As her interests in clinical care and the bigger picture grew, she earned a second bachelor’s in nursing and then a doctorate, too, at Duke University, working with premature babies back home in Robeson County and, eventually, having three children of her own.
Already a veteran health researcher, Brooks has worked on projects to improve mammogram screening rates among minorities, expand access to smoking-reduction program for similar populations, and better understand the challenges faced by mothers whose babies are born premature.
“All of my research has been aimed at understanding health disparities and trying to figure out what we can do to address them,” Brooks said.
There’s plenty to do. Significant numbers of Lumbee people historically have grappled with poverty, high rates of obesity and chronic illness—diabetes and depression among them—at rates higher than white North Carolinians. As recently as 10 years ago, Lumbee people were, on average, less likely to have health insurance and access to affordable health care.
But the statistics don’t fully explain the disproportionate burden of disease among Lumbee women, said Brooks, who will recruit 120 tribal women ages 28 to 45 to help her find answers.
The project aims to take blood samples from each woman and use EPA air pollution measurements to look for any correlation between a woman’s exposure to particulates in the air and biomarkers in blood associated with atherosclerosis. In addition, Brooks and her research team want to explore whether a woman’s positivity, or lack there of, is associated with higher or lower inflammation markers.
The women will be queried about how frequently they feel interest in their lives. She’ll also ask about love and pride, and how often they feel contempt, embarrassment and guilt.
To help her conduct studies that are culturally appropriate, Brooks has solicited advice from leaders within the community, including Jacobs, the elementary school principal.
Those advisors have nudged Brooks to inquire about religious beliefs and practices when probing mood, since so many Christian churches steeples — mostly Methodist and Baptist — are found in Lumbee communities.
During a phone meeting earlier this week, some members also questioned her closely about what she planned to do with the blood samples after her study is finished, about five years from now. Brooks said she may destroy them, though she is not sure. No matter what the plan, her consent form for the study will put research subjects in charge of how the samples are used.

Data extract.
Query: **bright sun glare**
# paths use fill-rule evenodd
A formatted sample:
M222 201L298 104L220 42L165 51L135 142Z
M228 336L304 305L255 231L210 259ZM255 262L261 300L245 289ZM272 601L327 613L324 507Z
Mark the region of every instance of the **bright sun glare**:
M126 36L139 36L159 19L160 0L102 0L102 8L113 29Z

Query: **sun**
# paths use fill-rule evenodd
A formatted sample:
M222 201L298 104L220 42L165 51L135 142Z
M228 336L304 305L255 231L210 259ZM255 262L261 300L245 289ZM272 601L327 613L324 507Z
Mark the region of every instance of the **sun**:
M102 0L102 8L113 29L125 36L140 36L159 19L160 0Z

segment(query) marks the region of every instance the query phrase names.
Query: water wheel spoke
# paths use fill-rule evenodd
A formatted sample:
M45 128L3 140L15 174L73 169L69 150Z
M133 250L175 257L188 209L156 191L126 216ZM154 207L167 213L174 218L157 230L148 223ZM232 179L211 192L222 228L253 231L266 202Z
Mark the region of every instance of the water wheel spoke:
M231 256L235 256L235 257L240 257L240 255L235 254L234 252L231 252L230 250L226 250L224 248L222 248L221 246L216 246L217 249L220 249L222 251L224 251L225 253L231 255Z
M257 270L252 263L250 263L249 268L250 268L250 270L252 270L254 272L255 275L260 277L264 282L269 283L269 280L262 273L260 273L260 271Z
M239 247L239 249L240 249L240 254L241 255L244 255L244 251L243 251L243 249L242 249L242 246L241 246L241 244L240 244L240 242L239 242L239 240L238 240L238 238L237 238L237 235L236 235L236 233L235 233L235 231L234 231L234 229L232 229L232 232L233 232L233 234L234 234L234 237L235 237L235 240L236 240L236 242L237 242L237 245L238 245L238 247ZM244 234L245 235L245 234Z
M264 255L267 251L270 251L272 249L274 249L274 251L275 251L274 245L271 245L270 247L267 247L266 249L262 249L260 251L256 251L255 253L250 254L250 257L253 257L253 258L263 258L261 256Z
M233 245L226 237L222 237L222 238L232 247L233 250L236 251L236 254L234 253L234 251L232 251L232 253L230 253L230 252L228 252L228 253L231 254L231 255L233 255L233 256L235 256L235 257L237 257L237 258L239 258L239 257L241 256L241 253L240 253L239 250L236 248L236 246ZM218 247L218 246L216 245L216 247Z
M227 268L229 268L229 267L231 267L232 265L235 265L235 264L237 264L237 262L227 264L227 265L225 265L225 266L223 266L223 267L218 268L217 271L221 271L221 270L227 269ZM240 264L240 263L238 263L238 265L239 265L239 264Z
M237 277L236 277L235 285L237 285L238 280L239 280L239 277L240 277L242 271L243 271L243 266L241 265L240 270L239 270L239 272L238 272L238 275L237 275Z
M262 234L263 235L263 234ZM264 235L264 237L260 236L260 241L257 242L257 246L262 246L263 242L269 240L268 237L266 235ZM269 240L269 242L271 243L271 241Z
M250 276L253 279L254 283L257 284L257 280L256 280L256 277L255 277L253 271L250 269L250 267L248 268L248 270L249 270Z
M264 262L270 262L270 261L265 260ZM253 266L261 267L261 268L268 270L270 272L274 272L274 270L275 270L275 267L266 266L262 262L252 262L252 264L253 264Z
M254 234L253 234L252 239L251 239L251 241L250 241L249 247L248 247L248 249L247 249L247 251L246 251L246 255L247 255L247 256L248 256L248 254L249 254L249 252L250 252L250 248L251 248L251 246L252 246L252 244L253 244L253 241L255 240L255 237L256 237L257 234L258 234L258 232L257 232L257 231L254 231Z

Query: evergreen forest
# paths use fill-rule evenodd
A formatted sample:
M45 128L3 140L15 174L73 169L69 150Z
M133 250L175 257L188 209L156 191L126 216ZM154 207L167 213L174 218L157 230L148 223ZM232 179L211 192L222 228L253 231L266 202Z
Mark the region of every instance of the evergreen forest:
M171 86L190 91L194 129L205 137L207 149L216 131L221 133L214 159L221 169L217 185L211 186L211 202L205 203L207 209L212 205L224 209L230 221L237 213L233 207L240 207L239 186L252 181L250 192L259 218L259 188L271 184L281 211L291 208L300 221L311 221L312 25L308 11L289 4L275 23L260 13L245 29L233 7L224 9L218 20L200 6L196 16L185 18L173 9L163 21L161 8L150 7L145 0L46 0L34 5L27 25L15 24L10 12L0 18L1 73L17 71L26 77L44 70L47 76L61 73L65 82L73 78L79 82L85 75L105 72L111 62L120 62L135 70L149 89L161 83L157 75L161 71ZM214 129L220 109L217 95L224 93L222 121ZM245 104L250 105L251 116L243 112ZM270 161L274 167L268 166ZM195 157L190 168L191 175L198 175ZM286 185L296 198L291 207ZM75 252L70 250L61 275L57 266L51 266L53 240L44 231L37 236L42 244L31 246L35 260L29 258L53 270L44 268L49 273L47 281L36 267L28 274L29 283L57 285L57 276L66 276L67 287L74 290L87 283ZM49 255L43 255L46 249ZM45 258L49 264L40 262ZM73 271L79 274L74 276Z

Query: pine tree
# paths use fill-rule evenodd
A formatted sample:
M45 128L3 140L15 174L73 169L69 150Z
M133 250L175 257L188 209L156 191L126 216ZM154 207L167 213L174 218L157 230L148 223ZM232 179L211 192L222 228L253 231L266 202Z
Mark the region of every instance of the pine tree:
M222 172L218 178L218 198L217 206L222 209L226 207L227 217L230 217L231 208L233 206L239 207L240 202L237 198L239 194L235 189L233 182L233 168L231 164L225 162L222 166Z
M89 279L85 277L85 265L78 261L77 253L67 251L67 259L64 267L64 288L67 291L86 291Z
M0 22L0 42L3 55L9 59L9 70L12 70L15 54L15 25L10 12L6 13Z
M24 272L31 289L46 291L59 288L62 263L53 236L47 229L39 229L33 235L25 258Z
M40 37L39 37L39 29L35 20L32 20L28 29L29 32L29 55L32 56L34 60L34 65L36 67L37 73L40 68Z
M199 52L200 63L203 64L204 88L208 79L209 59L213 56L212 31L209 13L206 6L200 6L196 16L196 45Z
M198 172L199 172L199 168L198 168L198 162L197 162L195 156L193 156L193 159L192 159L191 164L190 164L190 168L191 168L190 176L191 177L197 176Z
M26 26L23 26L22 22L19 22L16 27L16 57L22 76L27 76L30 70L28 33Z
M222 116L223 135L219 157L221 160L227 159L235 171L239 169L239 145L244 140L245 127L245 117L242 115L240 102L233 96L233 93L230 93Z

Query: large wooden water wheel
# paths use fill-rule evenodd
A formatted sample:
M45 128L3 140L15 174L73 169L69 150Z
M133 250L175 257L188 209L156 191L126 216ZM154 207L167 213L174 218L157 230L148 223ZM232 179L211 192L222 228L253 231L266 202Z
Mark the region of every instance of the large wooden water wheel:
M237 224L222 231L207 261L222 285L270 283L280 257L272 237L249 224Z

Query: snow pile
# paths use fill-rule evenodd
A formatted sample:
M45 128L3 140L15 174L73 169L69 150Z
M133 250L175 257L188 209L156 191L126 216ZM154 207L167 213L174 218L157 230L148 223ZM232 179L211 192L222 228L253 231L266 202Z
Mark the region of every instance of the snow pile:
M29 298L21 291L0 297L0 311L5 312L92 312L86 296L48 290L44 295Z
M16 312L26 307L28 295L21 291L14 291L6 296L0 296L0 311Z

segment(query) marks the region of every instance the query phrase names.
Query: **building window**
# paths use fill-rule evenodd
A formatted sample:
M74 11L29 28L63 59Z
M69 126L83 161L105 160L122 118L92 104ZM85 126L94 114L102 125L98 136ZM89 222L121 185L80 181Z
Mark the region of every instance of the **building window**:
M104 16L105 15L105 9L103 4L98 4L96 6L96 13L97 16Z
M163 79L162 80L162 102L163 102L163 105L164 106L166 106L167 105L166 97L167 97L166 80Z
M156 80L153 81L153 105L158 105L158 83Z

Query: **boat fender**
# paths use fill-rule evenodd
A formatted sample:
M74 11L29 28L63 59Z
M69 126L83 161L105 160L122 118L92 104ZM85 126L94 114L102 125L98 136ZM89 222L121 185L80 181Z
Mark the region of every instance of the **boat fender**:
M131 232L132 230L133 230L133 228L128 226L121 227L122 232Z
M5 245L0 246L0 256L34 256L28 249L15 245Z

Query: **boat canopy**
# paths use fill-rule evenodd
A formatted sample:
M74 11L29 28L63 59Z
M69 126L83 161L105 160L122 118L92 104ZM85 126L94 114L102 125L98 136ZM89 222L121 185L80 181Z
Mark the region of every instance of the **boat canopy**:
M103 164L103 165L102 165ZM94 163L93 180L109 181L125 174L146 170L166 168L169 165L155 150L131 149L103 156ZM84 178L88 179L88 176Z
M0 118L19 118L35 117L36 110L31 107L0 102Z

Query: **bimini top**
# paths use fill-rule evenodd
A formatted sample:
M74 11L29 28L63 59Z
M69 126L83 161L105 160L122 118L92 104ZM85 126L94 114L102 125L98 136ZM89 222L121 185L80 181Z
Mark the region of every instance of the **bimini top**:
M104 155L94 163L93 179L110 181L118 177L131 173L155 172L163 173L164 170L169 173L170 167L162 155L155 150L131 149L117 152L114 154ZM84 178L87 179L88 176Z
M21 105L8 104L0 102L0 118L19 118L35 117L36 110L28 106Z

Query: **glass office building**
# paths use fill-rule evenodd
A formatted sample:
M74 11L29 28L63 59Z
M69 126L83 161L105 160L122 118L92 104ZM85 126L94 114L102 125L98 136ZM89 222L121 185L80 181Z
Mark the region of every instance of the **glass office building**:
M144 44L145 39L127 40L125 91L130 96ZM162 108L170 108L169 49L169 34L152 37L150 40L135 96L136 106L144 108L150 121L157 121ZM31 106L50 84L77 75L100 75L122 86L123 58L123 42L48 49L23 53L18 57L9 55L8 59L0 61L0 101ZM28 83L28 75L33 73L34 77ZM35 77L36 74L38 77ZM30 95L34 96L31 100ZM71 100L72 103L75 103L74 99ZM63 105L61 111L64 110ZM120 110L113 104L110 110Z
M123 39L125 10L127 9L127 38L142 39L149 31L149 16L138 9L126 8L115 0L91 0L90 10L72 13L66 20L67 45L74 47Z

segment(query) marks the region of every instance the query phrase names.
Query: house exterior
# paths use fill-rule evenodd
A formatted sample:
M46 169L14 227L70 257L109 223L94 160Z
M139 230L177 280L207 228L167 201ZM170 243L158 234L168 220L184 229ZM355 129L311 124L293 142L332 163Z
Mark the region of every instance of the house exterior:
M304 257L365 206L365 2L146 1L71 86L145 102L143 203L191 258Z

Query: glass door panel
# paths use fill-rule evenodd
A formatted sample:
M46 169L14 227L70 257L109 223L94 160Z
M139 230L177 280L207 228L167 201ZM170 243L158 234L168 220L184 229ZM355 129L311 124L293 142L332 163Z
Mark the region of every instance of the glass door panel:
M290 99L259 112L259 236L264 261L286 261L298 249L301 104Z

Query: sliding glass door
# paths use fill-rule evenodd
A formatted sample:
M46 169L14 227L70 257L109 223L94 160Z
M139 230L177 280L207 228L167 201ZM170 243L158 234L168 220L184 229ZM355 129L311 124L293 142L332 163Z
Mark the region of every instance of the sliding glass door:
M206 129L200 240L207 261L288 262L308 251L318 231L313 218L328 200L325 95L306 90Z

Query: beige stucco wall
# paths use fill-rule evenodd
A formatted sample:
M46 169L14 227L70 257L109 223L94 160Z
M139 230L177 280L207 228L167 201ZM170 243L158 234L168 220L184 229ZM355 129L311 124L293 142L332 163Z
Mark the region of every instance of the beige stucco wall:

Check your understanding.
1: Translate this sentence from the passage on Brooks's health research into Spanish: "“All of my research has been aimed at understanding health disparities and trying to figure out what we can do to address them,” Brooks said."
2: Carry on the passage on Brooks's health research, starting after its final sentence.
The rows play no part in what is asked here.

Answer set.
1: «Toda mi investigación ha estado orientada a comprender las disparidades en salud y a tratar de averiguar qué podemos hacer para abordarlas», dijo Brooks.

2:
“You have to be careful with consent so that people know what they are giving permission for signing up for,” Brooks said.
A link in a chain
Martin Luther Brooks, a Lumbee physician with a general medicine practice in Pembroke since 1958, is also on Jada Lynn Brooks’ advisory team.
He has long observed gaps in the medical care Lumbee women receive. One example from early in his practice was his discovery that there were no statistics on cervical cancer among North Carolina Indian women in state records.
They were not immune. They were just not getting the pap smears that detect that cancer, a deficit he worked hard to reverse, despite opposition from his patients due to modesty, lack of funds and ignorance about the risks they faced.
“We’re still aren’t getting women enough basic fundamental information about their own health. Self care has to predate health care. If it does not, when health care arrives, it gets there too late,” said Brooks, who is not related to the UNC researcher.
Jacobs, the principal, says she thinks wider cultural forces could play a role in Lumbee women’s higher rates of cardiovascular disease. Possibly like women in many communities, they focus more on others – parents, children and spouses – than they do on themselves.
“We don’t focus on ourselves. You are considered the backbone. You can’t be sick,” Jacobs said. “You have to take care of all these other things.”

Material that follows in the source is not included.